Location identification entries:
## BEGIN

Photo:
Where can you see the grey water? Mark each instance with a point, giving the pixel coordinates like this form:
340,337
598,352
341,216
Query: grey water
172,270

## END

[Task instructions] Output the listing above word for word.

[Final answer]
Photo:
Where can you see the grey water? Mark each instance with a point, giving the pixel coordinates like this form:
340,337
598,352
341,216
Query: grey water
172,270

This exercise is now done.